» Assignment:
Transcribe the records below exactly as written, from the opening line through the line that contains "point(197, 135)".

» Data records:
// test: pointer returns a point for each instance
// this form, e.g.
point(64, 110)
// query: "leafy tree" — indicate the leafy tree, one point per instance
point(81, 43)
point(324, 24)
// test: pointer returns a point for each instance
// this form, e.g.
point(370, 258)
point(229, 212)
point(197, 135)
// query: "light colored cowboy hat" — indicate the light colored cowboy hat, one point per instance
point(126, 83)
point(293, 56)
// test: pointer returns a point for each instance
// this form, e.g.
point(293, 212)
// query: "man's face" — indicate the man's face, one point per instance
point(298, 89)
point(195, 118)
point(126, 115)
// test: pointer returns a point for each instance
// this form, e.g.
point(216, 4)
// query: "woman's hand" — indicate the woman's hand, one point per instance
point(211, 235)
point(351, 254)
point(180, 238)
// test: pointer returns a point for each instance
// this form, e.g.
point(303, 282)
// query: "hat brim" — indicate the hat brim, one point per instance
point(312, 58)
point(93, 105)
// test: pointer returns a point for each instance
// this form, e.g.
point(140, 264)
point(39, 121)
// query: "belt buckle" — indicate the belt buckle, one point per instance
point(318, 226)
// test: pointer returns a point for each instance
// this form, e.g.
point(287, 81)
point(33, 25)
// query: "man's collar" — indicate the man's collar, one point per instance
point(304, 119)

» Response:
// test: pointer returns a point for each instance
// this form, e.g.
point(64, 110)
// query: "leafy tree" — indicate the leafy tree, one point per instance
point(81, 43)
point(324, 24)
// test: pointer returns a point for each instance
// this form, e.g.
point(370, 258)
point(229, 212)
point(197, 135)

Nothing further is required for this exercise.